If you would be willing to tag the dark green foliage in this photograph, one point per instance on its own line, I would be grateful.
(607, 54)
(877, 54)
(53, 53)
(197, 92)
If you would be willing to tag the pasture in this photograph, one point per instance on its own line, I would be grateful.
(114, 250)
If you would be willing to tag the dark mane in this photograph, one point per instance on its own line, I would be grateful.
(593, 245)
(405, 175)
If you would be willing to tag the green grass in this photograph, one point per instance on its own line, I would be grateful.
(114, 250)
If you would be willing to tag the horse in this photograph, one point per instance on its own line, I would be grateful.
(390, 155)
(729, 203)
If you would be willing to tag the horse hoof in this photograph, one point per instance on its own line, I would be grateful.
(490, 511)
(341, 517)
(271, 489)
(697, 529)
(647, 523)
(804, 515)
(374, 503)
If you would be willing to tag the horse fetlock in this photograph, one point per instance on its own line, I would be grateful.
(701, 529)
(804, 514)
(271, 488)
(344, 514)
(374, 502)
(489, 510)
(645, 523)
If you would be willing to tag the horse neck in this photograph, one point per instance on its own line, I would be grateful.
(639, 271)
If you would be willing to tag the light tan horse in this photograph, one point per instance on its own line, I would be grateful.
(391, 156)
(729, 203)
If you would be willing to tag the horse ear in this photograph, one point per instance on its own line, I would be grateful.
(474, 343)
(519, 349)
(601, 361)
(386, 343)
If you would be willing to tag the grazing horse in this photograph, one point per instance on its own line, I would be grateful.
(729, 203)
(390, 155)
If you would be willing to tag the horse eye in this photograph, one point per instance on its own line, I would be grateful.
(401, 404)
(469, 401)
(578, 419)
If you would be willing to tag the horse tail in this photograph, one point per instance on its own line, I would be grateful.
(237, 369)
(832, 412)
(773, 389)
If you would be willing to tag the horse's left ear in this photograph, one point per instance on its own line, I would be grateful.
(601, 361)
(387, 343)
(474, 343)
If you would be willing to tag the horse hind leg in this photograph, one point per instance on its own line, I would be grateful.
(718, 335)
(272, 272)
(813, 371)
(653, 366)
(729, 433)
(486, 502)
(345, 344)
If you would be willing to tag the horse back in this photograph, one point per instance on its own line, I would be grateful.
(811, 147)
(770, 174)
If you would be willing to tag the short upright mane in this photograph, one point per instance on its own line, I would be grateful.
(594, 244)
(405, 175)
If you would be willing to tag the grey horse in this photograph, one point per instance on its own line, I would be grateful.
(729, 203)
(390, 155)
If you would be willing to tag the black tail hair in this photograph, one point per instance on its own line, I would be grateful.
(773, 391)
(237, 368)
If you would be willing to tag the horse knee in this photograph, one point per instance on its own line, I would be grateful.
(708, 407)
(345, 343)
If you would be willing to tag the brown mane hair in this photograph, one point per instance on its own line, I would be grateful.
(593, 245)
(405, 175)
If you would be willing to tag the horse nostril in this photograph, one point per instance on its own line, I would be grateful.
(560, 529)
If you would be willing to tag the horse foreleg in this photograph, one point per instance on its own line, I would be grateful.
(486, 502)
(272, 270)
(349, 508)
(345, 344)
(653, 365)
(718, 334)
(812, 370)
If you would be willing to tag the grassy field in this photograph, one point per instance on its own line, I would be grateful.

···

_Exercise description_. Reproduce the lines from the one containing "If you would be willing to tag the horse hind" to the end of the entries, keeping both ends and adding nothing.

_Exercise answer_.
If you would be willing to tag the horse hind leg in this photograph, one point per instance on its own line, I would be grateful.
(718, 335)
(272, 272)
(813, 371)
(653, 366)
(729, 433)
(486, 502)
(345, 344)
If you would be willing to tag the horse back in this photograph, one point per instance on its own line, I would be grateful.
(811, 147)
(770, 174)
If you would be willing to tag the short upright mane in this photograph, one point per instance on its own line, I would be grateful.
(594, 244)
(405, 175)
If you would be willing to tag the grey horse in this photograph, one point per instance on its own line, I would be grateful.
(729, 203)
(390, 155)
If you would be willing to tag the black tail hair in this photograph, one point per instance on its own line, I would be grateful.
(773, 391)
(237, 368)
If you would be willing to tag the horse knee in this photograph, one point per instance on its own line, I would be grateful.
(708, 407)
(345, 343)
If you would be willing to tag the brown mane hair in this photograph, one point per instance on its own line, I would be grateful.
(593, 245)
(405, 175)
If you would be willing to tag the horse nostril in this photograph, one point per instance on its own line, I would be grateful.
(560, 529)
If you would be willing to tag the horse foreleg in this photograph, one point per instance on its own line, I would be grateful.
(486, 502)
(272, 270)
(349, 508)
(345, 344)
(653, 365)
(718, 334)
(812, 370)
If you would be willing to tag the grassy field in this photograph, one point per instance on its own line, I would be grateful.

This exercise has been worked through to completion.